▸ TASK: Set out every line of the items below as a JSON list of strings, one string per line, with blank lines skipped. Leave the picture out of the list.

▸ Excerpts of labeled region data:
++++

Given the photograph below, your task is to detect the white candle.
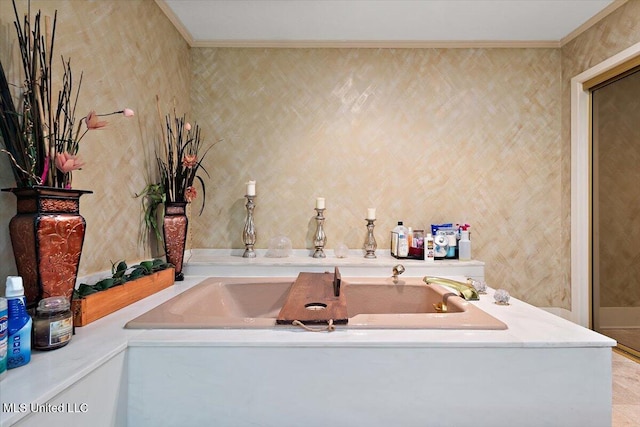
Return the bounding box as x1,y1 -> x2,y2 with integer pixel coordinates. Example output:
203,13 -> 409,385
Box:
247,181 -> 256,196
367,208 -> 376,219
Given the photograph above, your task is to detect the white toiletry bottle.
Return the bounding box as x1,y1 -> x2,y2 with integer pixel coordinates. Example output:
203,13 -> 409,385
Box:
458,229 -> 471,261
391,221 -> 405,258
5,276 -> 32,369
424,233 -> 436,262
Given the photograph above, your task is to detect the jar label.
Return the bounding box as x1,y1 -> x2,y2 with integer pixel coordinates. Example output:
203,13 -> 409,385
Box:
49,317 -> 73,345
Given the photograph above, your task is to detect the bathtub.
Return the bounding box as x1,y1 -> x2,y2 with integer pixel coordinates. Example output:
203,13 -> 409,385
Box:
125,277 -> 507,330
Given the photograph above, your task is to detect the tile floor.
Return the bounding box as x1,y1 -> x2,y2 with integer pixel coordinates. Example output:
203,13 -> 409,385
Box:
612,351 -> 640,427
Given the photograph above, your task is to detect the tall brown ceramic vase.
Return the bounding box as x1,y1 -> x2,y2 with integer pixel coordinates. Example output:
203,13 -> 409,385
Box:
3,186 -> 92,308
162,202 -> 189,281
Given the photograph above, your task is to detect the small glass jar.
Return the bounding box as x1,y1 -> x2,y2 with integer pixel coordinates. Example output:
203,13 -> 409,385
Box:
32,297 -> 73,350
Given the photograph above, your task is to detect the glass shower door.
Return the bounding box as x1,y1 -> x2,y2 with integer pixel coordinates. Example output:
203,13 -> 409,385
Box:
592,70 -> 640,355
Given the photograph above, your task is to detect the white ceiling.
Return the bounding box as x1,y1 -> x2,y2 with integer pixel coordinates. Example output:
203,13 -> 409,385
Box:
159,0 -> 620,44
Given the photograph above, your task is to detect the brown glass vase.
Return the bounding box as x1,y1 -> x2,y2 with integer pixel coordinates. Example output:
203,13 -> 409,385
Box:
162,202 -> 189,281
3,186 -> 92,308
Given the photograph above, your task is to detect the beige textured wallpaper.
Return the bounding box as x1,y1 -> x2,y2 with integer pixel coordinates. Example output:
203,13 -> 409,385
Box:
0,0 -> 640,308
593,73 -> 640,307
192,48 -> 568,306
0,0 -> 191,292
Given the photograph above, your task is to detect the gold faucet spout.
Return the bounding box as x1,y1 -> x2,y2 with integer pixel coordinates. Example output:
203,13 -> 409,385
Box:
422,276 -> 480,301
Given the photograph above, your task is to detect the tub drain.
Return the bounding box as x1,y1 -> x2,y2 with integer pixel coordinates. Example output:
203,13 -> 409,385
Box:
304,302 -> 327,311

++++

▸ EXERCISE ANSWER:
[
  "Given the photograph below, your task is to detect the white candle.",
  "Return the bounding box as x1,y1 -> x2,y2 with integer pixel coordinates. Example output:",
  "203,13 -> 409,385",
  "Box:",
  "247,181 -> 256,196",
  "367,208 -> 376,219",
  "Given the photograph above, your task is to detect the white toiletry bottle.",
  "Return the bounding box as x1,y1 -> x2,y2 with integer pixel coordinates. Example output:",
  "203,13 -> 409,385",
  "Box:",
  "458,229 -> 471,261",
  "391,221 -> 405,258",
  "5,276 -> 32,369",
  "424,233 -> 436,262",
  "Given the photograph above, your task is to detect the jar label.",
  "Return the bounding box as x1,y1 -> x2,y2 with integer pixel coordinates. Example output:",
  "203,13 -> 409,385",
  "Box:",
  "49,317 -> 73,345",
  "Given the photograph above, your task is to detect the bathtub.",
  "Return the bounding box as x1,y1 -> x2,y2 with integer pixel coordinates. Example output:",
  "203,13 -> 409,385",
  "Box:",
  "125,277 -> 507,330",
  "Given the photograph above, your task is to detect the tile floor.",
  "Return the bounding box as x1,y1 -> x2,y2 with integer pixel coordinates. Example output:",
  "203,13 -> 409,385",
  "Box:",
  "612,351 -> 640,427",
  "Given the photograph above, your task is to detect the tall brown ceramic vase.",
  "Return the bounding box as x1,y1 -> x2,y2 with integer pixel coordinates. Example output:",
  "203,13 -> 409,385",
  "Box:",
  "3,186 -> 92,308",
  "162,202 -> 189,281",
  "Given the photograph above, your task is to detect the small glass jar.",
  "Return the bounding box as x1,y1 -> x2,y2 with integer pixel coordinates. Example output:",
  "203,13 -> 409,385",
  "Box:",
  "32,297 -> 73,350",
  "Given the photograph above, your task is to detect the glass shower door.",
  "Return the bounding box as x1,y1 -> x2,y2 with integer pixel coordinates. Example output:",
  "203,13 -> 409,385",
  "Box:",
  "592,70 -> 640,355",
  "Given the photograph above, your task is to detect the white ceiling.",
  "Return the bounding box as x1,y1 -> x2,y2 with integer pixel coordinates. Example output:",
  "203,13 -> 409,385",
  "Box:",
  "159,0 -> 620,44",
  "Given the photograph above, your task is to detect the brown glass vase.",
  "Return the bounding box as x1,y1 -> x2,y2 with integer pixel coordinates. Example output:",
  "203,13 -> 409,385",
  "Box:",
  "162,202 -> 189,281",
  "3,186 -> 92,308",
  "Given the photograph above, your task is to detect the beige textured wallpaper.",
  "Return the bounding box as x1,y1 -> x2,y2 with integer pixel coordinates. Example output:",
  "203,13 -> 409,385",
  "Box:",
  "0,0 -> 640,308",
  "593,73 -> 640,307",
  "192,48 -> 568,306",
  "0,0 -> 191,292",
  "Given the photograph above, your task is to detect the gold faucet spout.",
  "Return the bounding box as x1,y1 -> x2,y2 with integer pixel coordinates. Example output:",
  "203,13 -> 409,385",
  "Box:",
  "422,276 -> 480,301",
  "Given the photograph above, your task is to detect the tub drain.",
  "Return the bounding box as x1,y1 -> x2,y2 with integer pixel coordinates. Example output:",
  "203,13 -> 409,385",
  "Box:",
  "304,302 -> 327,311"
]